- _Task requirements_
Only what runs from the line with "Given the photograph below." to the end of the data should appear in the answer, exactly as written and without pictures.

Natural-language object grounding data
------
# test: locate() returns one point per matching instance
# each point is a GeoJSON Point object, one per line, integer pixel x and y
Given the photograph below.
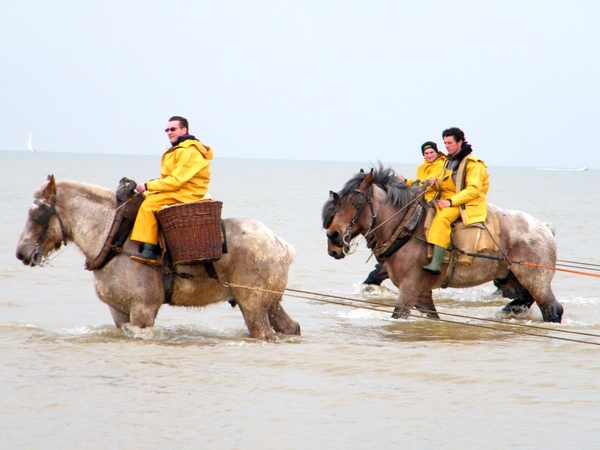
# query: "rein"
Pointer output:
------
- _Solution to this exercise_
Given the photograph below.
# query: "rein"
Pointer output:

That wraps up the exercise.